··· MATÉRIEL DE L'EXERCICE

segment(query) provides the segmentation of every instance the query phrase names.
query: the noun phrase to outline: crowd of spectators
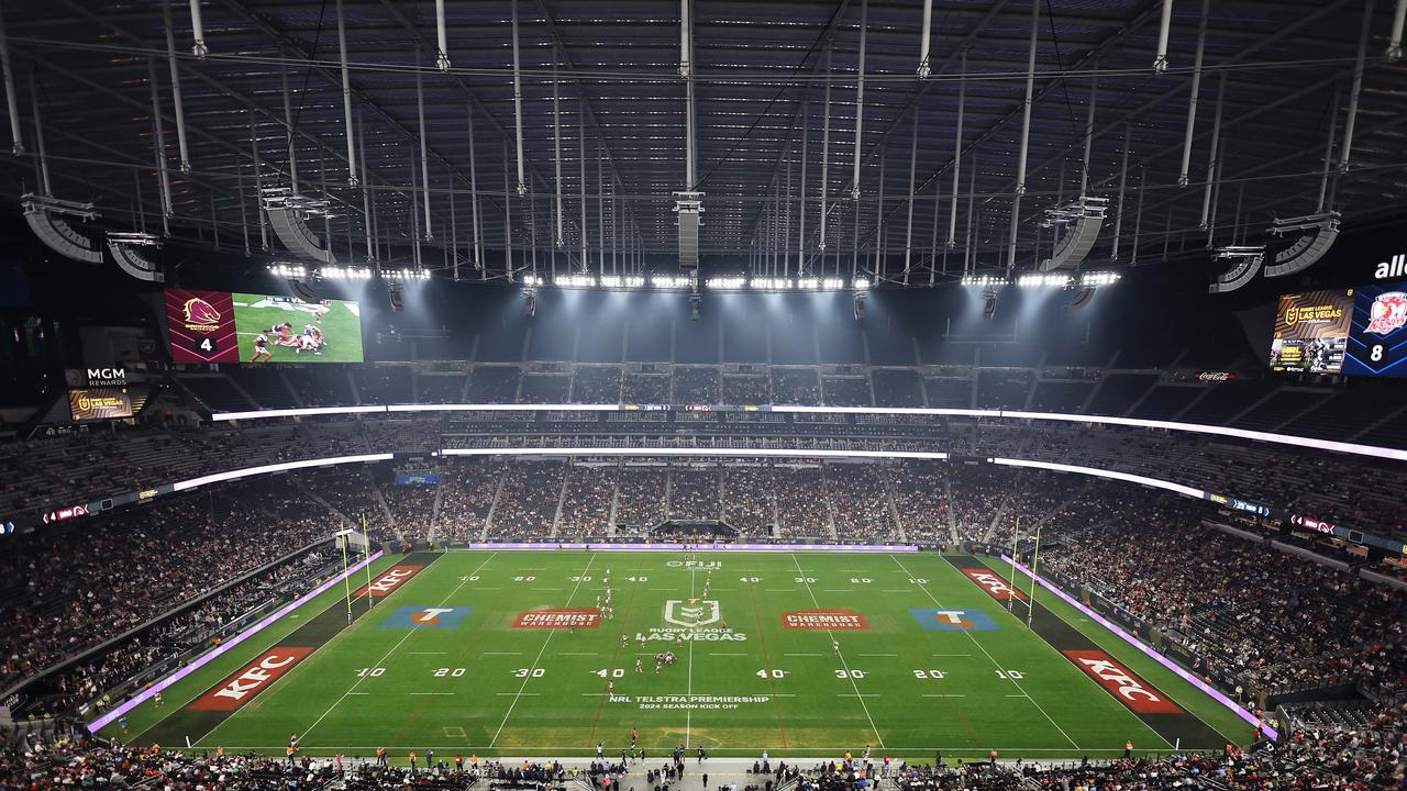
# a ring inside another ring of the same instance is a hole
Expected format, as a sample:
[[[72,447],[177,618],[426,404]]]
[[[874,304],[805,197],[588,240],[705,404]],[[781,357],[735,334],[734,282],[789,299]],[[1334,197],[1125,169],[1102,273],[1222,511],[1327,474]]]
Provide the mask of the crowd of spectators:
[[[0,555],[0,574],[8,580],[0,593],[0,684],[121,635],[325,539],[338,526],[305,497],[288,491],[270,497],[260,483],[248,483],[7,536]],[[218,621],[228,612],[215,602],[165,629]],[[144,646],[162,636],[149,635]],[[121,676],[139,664],[144,646],[114,657],[110,667],[94,660],[79,669],[70,674],[72,688],[100,687]]]
[[[502,463],[484,459],[453,459],[442,470],[440,511],[435,521],[438,543],[467,543],[484,532],[494,507]]]
[[[1204,526],[1195,501],[1117,484],[1093,498],[1047,528],[1043,567],[1183,635],[1202,670],[1268,691],[1407,690],[1407,593]]]
[[[411,543],[429,540],[438,491],[438,484],[401,484],[395,479],[381,486],[381,497],[391,511],[391,526],[401,533],[401,538]]]
[[[827,464],[826,493],[840,540],[888,543],[895,538],[889,493],[875,464]]]
[[[561,479],[567,466],[561,462],[518,462],[504,472],[504,483],[494,515],[488,521],[488,538],[519,539],[547,538],[557,517]]]
[[[671,519],[718,519],[720,514],[716,467],[677,464],[670,470]]]
[[[775,481],[768,466],[723,467],[723,521],[743,536],[770,536],[777,524]]]
[[[893,505],[908,540],[947,545],[948,529],[947,464],[906,462],[884,472],[891,479]]]
[[[561,498],[561,518],[557,519],[559,538],[604,538],[609,533],[616,472],[615,463],[571,464]]]
[[[777,526],[784,536],[830,536],[830,501],[819,466],[777,466]]]

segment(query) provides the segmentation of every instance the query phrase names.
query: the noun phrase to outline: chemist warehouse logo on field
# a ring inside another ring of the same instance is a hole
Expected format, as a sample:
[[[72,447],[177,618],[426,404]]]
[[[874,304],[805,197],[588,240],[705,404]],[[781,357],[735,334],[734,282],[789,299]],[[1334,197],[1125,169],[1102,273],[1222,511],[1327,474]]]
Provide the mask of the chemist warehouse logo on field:
[[[986,612],[978,609],[934,609],[910,607],[909,612],[930,632],[999,632],[1002,628]]]
[[[473,607],[402,607],[381,621],[383,629],[453,629],[469,618]]]

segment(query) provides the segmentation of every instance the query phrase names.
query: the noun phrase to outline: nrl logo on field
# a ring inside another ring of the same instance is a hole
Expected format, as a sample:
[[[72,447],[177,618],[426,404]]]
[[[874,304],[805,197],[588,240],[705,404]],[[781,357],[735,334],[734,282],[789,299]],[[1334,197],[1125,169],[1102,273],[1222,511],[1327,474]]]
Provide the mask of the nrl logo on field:
[[[675,626],[695,629],[698,626],[718,624],[720,612],[718,602],[712,600],[691,598],[688,601],[680,601],[677,598],[671,598],[664,602],[664,622],[674,624]]]

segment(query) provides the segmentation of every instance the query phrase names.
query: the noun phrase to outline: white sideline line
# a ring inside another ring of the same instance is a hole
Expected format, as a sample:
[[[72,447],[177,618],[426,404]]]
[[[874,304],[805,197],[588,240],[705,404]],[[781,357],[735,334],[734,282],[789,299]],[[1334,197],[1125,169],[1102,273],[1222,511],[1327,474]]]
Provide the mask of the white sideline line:
[[[487,564],[488,564],[488,562],[490,562],[490,560],[492,560],[492,559],[494,559],[494,557],[495,557],[497,555],[498,555],[498,553],[495,552],[494,555],[490,555],[488,557],[485,557],[485,559],[484,559],[484,562],[478,564],[478,569],[474,569],[473,571],[470,571],[469,577],[471,577],[471,576],[476,576],[476,574],[478,574],[478,571],[480,571],[480,570],[483,570],[483,569],[484,569],[484,566],[487,566]],[[454,597],[454,594],[457,594],[460,588],[463,588],[463,587],[464,587],[466,584],[469,584],[469,577],[464,577],[464,580],[463,580],[463,581],[460,581],[460,583],[459,583],[457,586],[454,586],[454,590],[452,590],[452,591],[449,591],[447,594],[445,594],[445,598],[443,598],[443,600],[440,600],[440,602],[439,602],[439,605],[438,605],[438,607],[445,607],[445,602],[446,602],[446,601],[449,601],[450,598],[453,598],[453,597]],[[376,662],[376,664],[373,664],[373,667],[381,667],[381,666],[384,666],[384,664],[386,664],[386,660],[387,660],[387,659],[390,659],[390,656],[391,656],[393,653],[395,653],[395,652],[397,652],[397,649],[400,649],[400,647],[401,647],[401,645],[402,645],[402,643],[404,643],[405,640],[411,639],[411,635],[414,635],[414,633],[415,633],[415,632],[418,632],[418,631],[419,631],[419,629],[409,629],[408,632],[405,632],[405,636],[404,636],[404,638],[401,638],[400,640],[397,640],[397,642],[395,642],[395,645],[394,645],[394,646],[391,646],[391,650],[386,652],[386,656],[383,656],[381,659],[378,659],[378,660]],[[328,715],[329,715],[329,714],[332,714],[332,709],[338,708],[338,705],[340,705],[340,704],[342,704],[342,701],[348,700],[348,695],[350,695],[350,694],[352,694],[352,691],[353,691],[353,690],[356,690],[356,688],[357,688],[359,685],[362,685],[362,681],[366,681],[367,678],[370,678],[370,676],[360,676],[360,677],[357,677],[357,680],[352,683],[352,687],[349,687],[349,688],[348,688],[348,691],[346,691],[346,692],[343,692],[340,698],[338,698],[338,700],[336,700],[336,701],[335,701],[335,702],[333,702],[333,704],[332,704],[331,707],[328,707],[328,711],[322,712],[322,716],[319,716],[318,719],[315,719],[315,721],[312,722],[312,725],[307,726],[307,728],[305,728],[305,729],[303,730],[303,735],[304,735],[304,736],[307,736],[308,733],[312,733],[312,729],[314,729],[314,728],[317,728],[317,726],[318,726],[318,723],[321,723],[321,722],[324,721],[324,719],[326,719],[326,718],[328,718]],[[227,721],[227,722],[228,722],[228,721]],[[205,736],[210,736],[210,733],[207,733]]]
[[[795,552],[792,553],[792,563],[796,564],[796,573],[801,574],[801,578],[802,580],[808,578],[806,571],[802,571],[801,569],[801,560],[796,560]],[[819,609],[820,602],[816,601],[816,593],[810,590],[810,583],[806,583],[806,593],[810,594],[810,602]],[[839,645],[836,643],[836,633],[832,632],[830,629],[826,629],[826,636],[830,638],[832,645]],[[860,694],[860,685],[855,684],[854,676],[850,674],[850,664],[846,662],[846,656],[840,653],[839,649],[836,650],[836,659],[839,659],[840,666],[846,669],[846,676],[850,678],[850,688],[855,691],[855,698],[860,701],[860,708],[865,712],[865,719],[870,721],[870,729],[875,732],[875,740],[879,742],[879,749],[881,750],[885,749],[884,736],[879,735],[879,728],[875,725],[875,718],[870,715],[870,707],[865,705],[865,698],[864,695]]]
[[[585,576],[585,573],[591,570],[591,564],[595,563],[595,560],[597,553],[592,552],[591,557],[587,560],[587,567],[581,570],[581,576]],[[581,590],[581,576],[577,578],[577,587],[571,588],[571,593],[567,594],[567,607],[571,607],[571,598],[577,595],[578,590]],[[528,681],[532,678],[532,671],[537,669],[537,663],[542,662],[542,654],[547,650],[547,643],[552,642],[552,638],[557,632],[560,632],[560,629],[547,631],[547,639],[542,642],[542,649],[537,652],[537,657],[532,660],[532,667],[528,669],[528,674],[523,676],[523,683],[518,687],[518,694],[514,695],[514,702],[508,704],[508,711],[504,712],[504,721],[498,723],[498,730],[494,732],[494,738],[488,742],[490,747],[498,742],[498,736],[504,732],[504,726],[508,725],[508,718],[514,715],[514,709],[518,708],[518,701],[523,697],[522,692],[523,688],[528,687]]]
[[[903,569],[903,573],[909,574],[910,580],[915,578],[913,574],[909,571],[909,569],[903,563],[899,563],[898,557],[895,557],[893,555],[891,555],[889,560],[893,560],[895,564],[898,564],[900,569]],[[929,590],[929,586],[919,586],[919,587],[923,588],[923,593],[929,594],[929,600],[933,601],[933,604],[938,605],[938,608],[943,608],[943,602],[938,601],[937,597],[933,595],[933,591]],[[972,640],[972,645],[976,646],[976,649],[979,652],[982,652],[983,654],[986,654],[986,659],[989,659],[992,662],[993,667],[996,667],[998,670],[1002,669],[1002,663],[998,662],[996,657],[993,657],[991,654],[991,652],[986,650],[986,646],[983,646],[976,639],[976,636],[972,635],[972,632],[962,632],[962,633],[967,635],[967,638],[969,640]],[[1050,715],[1050,712],[1047,712],[1045,708],[1041,707],[1041,704],[1036,702],[1036,698],[1033,698],[1033,697],[1030,697],[1030,695],[1026,694],[1026,690],[1021,688],[1021,683],[1020,681],[1017,681],[1016,678],[1010,678],[1010,677],[1007,677],[1007,680],[1012,684],[1016,684],[1016,688],[1020,690],[1021,695],[1024,695],[1029,701],[1031,701],[1031,705],[1036,707],[1036,711],[1041,712],[1041,715],[1045,716],[1045,719],[1050,721],[1050,723],[1055,726],[1055,730],[1059,730],[1059,735],[1064,736],[1067,742],[1069,742],[1071,747],[1075,747],[1076,750],[1079,750],[1079,745],[1076,745],[1075,740],[1069,738],[1069,733],[1065,733],[1065,729],[1061,728],[1058,722],[1055,722],[1055,719]]]

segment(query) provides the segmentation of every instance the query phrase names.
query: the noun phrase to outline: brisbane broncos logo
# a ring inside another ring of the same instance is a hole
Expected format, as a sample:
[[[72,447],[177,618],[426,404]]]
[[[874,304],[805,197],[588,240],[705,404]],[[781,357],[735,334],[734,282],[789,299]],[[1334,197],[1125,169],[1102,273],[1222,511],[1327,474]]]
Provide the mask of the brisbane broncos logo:
[[[186,300],[182,310],[186,314],[186,324],[208,325],[219,322],[219,311],[215,310],[215,305],[200,297]]]

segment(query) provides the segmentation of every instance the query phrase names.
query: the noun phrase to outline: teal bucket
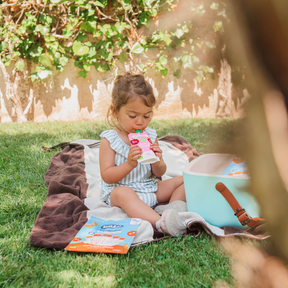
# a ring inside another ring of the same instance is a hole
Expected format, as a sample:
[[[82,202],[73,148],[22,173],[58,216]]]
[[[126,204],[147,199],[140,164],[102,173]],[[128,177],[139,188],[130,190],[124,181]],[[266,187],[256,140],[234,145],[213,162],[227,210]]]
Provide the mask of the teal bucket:
[[[220,175],[234,158],[232,154],[205,154],[184,168],[187,207],[211,225],[246,229],[248,226],[241,225],[226,199],[215,189],[215,185],[222,182],[251,217],[260,217],[257,201],[247,192],[249,176]]]

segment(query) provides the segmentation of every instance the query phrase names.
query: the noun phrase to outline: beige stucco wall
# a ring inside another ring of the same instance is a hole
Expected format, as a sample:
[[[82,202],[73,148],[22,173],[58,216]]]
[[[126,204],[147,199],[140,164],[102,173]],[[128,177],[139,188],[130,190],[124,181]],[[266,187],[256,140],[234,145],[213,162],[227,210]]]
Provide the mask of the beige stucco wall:
[[[160,72],[150,70],[145,74],[157,97],[154,119],[177,118],[238,118],[243,114],[243,102],[247,98],[243,90],[233,87],[231,68],[224,60],[216,80],[211,77],[197,83],[193,76],[177,79],[176,70],[171,64],[168,75],[163,78]],[[137,72],[137,67],[117,63],[117,70],[97,72],[94,67],[85,79],[78,77],[80,69],[70,60],[63,73],[53,71],[53,76],[41,83],[28,80],[24,71],[23,81],[19,83],[18,93],[25,110],[28,99],[32,100],[27,118],[34,122],[47,121],[99,121],[105,120],[110,104],[110,92],[115,73]],[[31,71],[35,67],[30,67]],[[11,73],[13,66],[7,68]],[[230,69],[230,70],[229,70]],[[186,71],[187,72],[187,71]],[[113,74],[114,73],[114,74]],[[7,98],[7,85],[0,70],[0,122],[16,121],[15,111]]]

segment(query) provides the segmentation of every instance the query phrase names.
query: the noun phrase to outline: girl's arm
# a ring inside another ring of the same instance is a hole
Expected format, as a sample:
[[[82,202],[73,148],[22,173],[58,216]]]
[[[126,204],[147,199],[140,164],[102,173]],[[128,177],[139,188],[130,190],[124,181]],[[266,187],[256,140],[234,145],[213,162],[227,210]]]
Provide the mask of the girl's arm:
[[[107,184],[114,184],[127,176],[137,165],[137,159],[141,155],[137,145],[131,146],[128,160],[119,166],[115,166],[116,152],[110,147],[106,138],[102,138],[99,148],[100,173],[103,181]],[[139,155],[140,154],[140,155]]]
[[[166,164],[162,158],[162,150],[159,147],[158,140],[155,140],[155,143],[150,145],[151,149],[154,151],[156,156],[160,158],[160,161],[151,164],[152,166],[152,172],[155,176],[161,177],[166,172]]]

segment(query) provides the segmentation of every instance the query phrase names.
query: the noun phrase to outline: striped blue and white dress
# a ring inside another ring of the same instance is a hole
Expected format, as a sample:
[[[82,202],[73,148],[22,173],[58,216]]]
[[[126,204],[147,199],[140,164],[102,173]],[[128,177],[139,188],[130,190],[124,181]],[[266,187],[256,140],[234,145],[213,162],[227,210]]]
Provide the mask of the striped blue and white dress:
[[[154,129],[146,128],[151,141],[154,143],[157,133]],[[127,145],[115,130],[106,130],[101,133],[101,138],[106,138],[110,142],[110,147],[116,152],[115,166],[126,162],[130,146]],[[132,188],[139,198],[150,207],[155,207],[157,198],[155,192],[158,189],[156,177],[152,174],[150,164],[138,164],[126,177],[114,184],[107,184],[101,178],[100,190],[101,200],[110,205],[110,194],[115,187],[127,186]]]

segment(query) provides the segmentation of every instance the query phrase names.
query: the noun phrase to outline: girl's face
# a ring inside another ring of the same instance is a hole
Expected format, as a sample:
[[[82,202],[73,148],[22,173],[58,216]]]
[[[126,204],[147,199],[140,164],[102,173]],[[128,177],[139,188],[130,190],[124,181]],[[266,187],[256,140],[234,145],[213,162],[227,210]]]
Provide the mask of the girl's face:
[[[152,112],[152,107],[146,106],[141,98],[135,97],[115,112],[117,127],[127,135],[136,130],[144,130],[152,119]]]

······

» CONSIGNE: Mettez dans un tableau Markdown les lignes du matériel, depuis le début jusqu'à la ligne contenant « Provide the mask of the crowd » incluse, avec une colonne « Numéro » et une colonne « Ligne », sans les lignes vides. Laissez les images hors de la réponse.

» RÉPONSE:
| Numéro | Ligne |
|---|---|
| 1 | segment(query) provides the segmentation of every instance the query phrase names. |
| 2 | query: the noun phrase to outline: crowd of spectators |
| 3 | # a ring inside another ring of the same instance is a hole |
| 4 | Expected format, as a sample: |
| 5 | [[[72,447],[177,618],[426,404]]] |
| 6 | [[[874,304],[805,197],[588,240],[705,404]],[[781,357],[735,334],[734,282],[789,299]],[[1334,197],[1125,169],[1102,273],[1222,511],[1327,474]]] |
| 7 | Provide the mask of the crowd of spectators: |